== TASK ==
Copy the full set of lines exactly as given.

Location labeling records:

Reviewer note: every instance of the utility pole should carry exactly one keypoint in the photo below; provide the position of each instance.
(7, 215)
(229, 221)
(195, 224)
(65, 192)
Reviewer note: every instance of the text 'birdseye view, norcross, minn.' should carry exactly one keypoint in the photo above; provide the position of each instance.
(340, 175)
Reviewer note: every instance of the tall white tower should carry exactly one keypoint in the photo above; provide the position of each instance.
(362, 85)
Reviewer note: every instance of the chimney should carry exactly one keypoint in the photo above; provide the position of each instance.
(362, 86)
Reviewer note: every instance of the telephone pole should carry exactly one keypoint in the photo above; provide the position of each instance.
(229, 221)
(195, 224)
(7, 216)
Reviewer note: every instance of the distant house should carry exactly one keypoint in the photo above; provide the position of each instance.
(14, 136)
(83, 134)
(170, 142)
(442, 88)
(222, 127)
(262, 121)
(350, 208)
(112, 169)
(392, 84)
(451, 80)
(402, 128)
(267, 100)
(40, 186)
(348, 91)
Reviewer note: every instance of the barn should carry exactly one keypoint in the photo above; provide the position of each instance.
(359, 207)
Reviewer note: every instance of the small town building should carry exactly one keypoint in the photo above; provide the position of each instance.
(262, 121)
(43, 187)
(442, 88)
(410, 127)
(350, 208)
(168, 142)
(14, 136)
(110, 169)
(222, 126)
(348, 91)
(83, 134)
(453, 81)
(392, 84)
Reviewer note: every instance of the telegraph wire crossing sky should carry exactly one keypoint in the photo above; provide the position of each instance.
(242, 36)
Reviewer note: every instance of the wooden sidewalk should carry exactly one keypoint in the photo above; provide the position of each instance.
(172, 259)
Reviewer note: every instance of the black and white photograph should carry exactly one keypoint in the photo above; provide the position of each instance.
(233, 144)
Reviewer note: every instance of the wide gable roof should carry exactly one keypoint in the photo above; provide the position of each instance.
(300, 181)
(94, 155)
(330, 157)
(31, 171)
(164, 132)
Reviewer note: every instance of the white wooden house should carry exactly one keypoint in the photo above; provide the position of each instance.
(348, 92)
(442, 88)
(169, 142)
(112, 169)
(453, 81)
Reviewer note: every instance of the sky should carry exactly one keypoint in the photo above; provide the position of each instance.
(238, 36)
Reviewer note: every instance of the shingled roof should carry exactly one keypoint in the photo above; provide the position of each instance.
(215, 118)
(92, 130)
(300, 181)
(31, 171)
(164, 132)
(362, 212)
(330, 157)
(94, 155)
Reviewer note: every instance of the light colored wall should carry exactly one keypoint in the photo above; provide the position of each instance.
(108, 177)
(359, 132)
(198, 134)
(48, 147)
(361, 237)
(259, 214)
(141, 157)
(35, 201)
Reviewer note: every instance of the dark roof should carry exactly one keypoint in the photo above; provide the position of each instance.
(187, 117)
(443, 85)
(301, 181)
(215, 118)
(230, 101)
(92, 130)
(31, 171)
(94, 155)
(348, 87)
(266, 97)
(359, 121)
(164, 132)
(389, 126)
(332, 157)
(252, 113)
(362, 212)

== ANSWER TO THE PROBLEM ==
Reviewer note: every instance of the utility pole should carry exactly one keypoint in the photo below; provide the position of each instance.
(7, 215)
(229, 221)
(195, 224)
(65, 192)
Reviewer note: every instance of the text 'birdseye view, norcross, minn.' should carry exactly one keypoint in the photo above; provide the position of each instance.
(340, 175)
Reviewer note: every instance of the tall white tower should carry exactly one keypoint in the photo above; provide the position of each instance.
(362, 85)
Reviewer note: every instance of the chimney should carry exactly one keypoint in the photo above; provide the position of each instance.
(362, 86)
Reviewer note: every instance of the telephone pole should carry exactly one keypoint in the photo above; provide the position of each instance.
(229, 221)
(195, 224)
(7, 216)
Reviewer note: every instance of the distant house should carry exactly one keypoint in the photo above; provide the position of each instance.
(14, 136)
(83, 134)
(170, 142)
(442, 88)
(222, 127)
(262, 121)
(350, 208)
(112, 169)
(392, 84)
(451, 80)
(402, 128)
(267, 100)
(40, 186)
(348, 91)
Reviewer note: every instance of the barn should carry exactly one keypoint in the photo above; provide the position of each instance.
(359, 207)
Reviewer note: every instance of the small town building should carry exactly one keypoint in the photo above; provide the position of each instance.
(262, 121)
(43, 187)
(442, 88)
(410, 127)
(350, 208)
(168, 142)
(14, 136)
(110, 169)
(222, 126)
(348, 91)
(83, 134)
(453, 81)
(392, 84)
Reviewer note: every instance of the telegraph wire crossing sky should carry exactly one keypoint in the photo above; provide the position of each instance.
(242, 36)
Reviewer note: every instance of the wooden sidewalk should carry exactly one keypoint in the photo above; provide the position of each instance.
(172, 259)
Reviewer note: every instance of the black and white photograph should carry exactly one keypoint in the photo above; provide the position of each instance.
(233, 144)
Reviewer note: every instance of the wide gable roof should carry exactly one keypoint in the photo above; provide the position of each instance.
(300, 181)
(94, 155)
(330, 157)
(31, 171)
(164, 132)
Reviewer note: every instance of the white wooden house should carry exactly one keypoint in the photo above; provide the position of each instance.
(348, 92)
(442, 88)
(169, 142)
(112, 169)
(453, 81)
Reviewer note: every instance of the sky should carry exactly one keypoint in the photo above; provide the position of each instance.
(238, 36)
Reviewer note: every instance of the shingled roof should carry exactly one keypoint in the photo above; provide the position of each instance.
(215, 118)
(92, 130)
(300, 181)
(31, 171)
(164, 132)
(362, 212)
(330, 157)
(94, 155)
Reviewer note: every instance of the light colored wall should carry exactly one keypoint in the photo above; provide the position of each instance.
(108, 177)
(359, 132)
(198, 134)
(48, 147)
(361, 237)
(259, 214)
(141, 157)
(35, 201)
Reviewer note: every instance of the dark roof should carry exactly one keypoint in the photo above; provide the position of each instance.
(187, 117)
(443, 85)
(301, 181)
(215, 118)
(230, 101)
(92, 130)
(31, 171)
(94, 155)
(348, 87)
(266, 97)
(359, 121)
(164, 132)
(389, 126)
(332, 157)
(252, 113)
(362, 212)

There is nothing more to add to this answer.